Bei Wohnungen oder Eigenheimen müssen Sie nach sechs Monaten durchgehendem Mindestsicherungsbezug dem Amt eine grundbücherliche Sicherstellung anbieten. Bei der Berechnung dieser Sechsmonatsfrist sind auch frühere Bezugszeiten von mindestens zwei Monaten zu berücksichtigen, sofern sie nicht länger als zwei Jahre vor dem neuerlichen Bezugsbeginn liegen.

Kraftfahrzeuge, die mehr Wert sind als der Freibetrag für Erspartes, müssen Sie nach sechs Monaten durchgehendem Mindestsicherungsbezug verwerten. Außer Sie benötigen das Kraftfahrzeug aufgrund von Behinderung, berufsbedingt oder mangelnder Anbindung an öffentliche Verkehrsmittel.

Gegenstände zur Berufsausübung oder Berufsausbildung notwendig sind, dürfen nicht verwertet werden.

Kürzungen, Sanktionen, AMS-Sperren

Die Hilfe zur Sicherung des Lebensunterhaltes kann Ihnen stufenweise bis zu 66% des Lebensunterhaltes gekürzt werden wenn:

  • die Notlage vorsätzlich oder grob fahrlässig herbeigeführt wurde
  • keine Bereitschaft zum Einsatz der Arbeitskraft gezeigt oder eine zumutbare Beschäftigung nicht angetreten wird
  • Ansprüche gegenüber Dritten (z. B. Unterhalt) nicht in zumutbarer Weise verfolgt werden
  • mit den zur Verfügung gestellten Mitteln nicht sparsam umgegangen wird
  • vom AMS oder der Behörde vorgeschriebene Kurse nicht absolviert oder nicht erfolgreich abgeschlossen werden
  • Integrationsmaßnahmen nicht fristgerecht oder erfolgreich abgeschlossen werden

Achtung! Wer seinen Anspruch auf Notstandshilfe oder Arbeitslosengeld ganz oder teilweise verliert, erhält für die Dauer der AMS-Sperre über die Mindestsicherung keinen Ersatz.

Dies kann de facto die sofortige Kürzung um weit mehr als 66 % des Lebensunterhalts (auch Miete nicht gesichert!) bedeuten. Nehmen Sie deshalb unbedingt ihre AMS-Termine wahr und stellen Sie nach Jobverlusten unverzüglich einen Antrag am AMS. Wenden Sie sich unbedingt an eine Beratungsstelle, falls Sie von einer Kürzung betroffen sind!

_ _ _ _

AUFGABEN:
1 – Schreiben Sie aus dem Text zur Mindestsicherung alles von „Dies kann de“ bis hinunter zu „Kürzung betroffen sind!“ ab.
2 – Fassen Sie im Text zur Mindestsicherung den Absatz, der mit „Kraftfahrzeuge, die mehr Wert sind“ beginnt, kürzer in einem Satz zusammen.

EINTRÄGE:
_ _ _ _

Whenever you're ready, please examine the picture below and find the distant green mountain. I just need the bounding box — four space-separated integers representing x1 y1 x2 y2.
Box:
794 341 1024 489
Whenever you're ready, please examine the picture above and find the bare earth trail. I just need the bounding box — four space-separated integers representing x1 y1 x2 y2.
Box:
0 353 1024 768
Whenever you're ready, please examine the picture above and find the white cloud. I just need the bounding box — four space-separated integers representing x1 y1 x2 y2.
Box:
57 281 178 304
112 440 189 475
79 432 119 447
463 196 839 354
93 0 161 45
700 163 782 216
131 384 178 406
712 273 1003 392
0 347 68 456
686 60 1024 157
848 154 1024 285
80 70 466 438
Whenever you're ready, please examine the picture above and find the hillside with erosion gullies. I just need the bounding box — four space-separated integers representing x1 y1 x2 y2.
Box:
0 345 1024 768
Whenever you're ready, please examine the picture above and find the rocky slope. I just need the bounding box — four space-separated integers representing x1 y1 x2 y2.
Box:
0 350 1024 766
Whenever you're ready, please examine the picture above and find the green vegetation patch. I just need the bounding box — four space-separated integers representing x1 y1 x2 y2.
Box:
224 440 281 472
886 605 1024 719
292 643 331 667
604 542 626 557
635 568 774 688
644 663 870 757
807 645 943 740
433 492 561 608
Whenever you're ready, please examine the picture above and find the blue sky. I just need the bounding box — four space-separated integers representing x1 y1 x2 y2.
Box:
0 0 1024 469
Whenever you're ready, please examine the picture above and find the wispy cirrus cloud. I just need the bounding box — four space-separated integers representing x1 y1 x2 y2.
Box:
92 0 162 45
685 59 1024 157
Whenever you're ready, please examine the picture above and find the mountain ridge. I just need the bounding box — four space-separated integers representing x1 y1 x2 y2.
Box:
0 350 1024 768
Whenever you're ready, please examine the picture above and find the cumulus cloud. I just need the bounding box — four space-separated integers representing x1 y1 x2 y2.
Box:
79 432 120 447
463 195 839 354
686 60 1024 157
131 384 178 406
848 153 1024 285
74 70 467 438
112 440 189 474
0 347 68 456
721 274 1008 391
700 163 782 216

_ _ _ _

LÖSUNGEN:
1 –
Dies kann de facto die sofortige Kürzung um weit mehr als 66 % des Lebensunterhalts (auch Miete nicht gesichert!) bedeuten. Nehmen Sie deshalb unbedingt ihre AMS-Termine wahr und stellen Sie nach Jobverlusten unverzüglich einen Antrag am AMS. Wenden Sie sich unbedingt an eine Beratungsstelle, falls Sie von einer Kürzung betroffen sind!

2 – Ein Kraftfahrzeug, das mehr wert ist als der Freibetrag für Erspartes, muss nach sechs Monaten durchgehendem Mindestsicherungsbezug verwertet werden, außer man braucht es wegen einer Behinderung, für den Beruf oder wegen fehlender Anbindung an öffentliche Verkehrsmittel.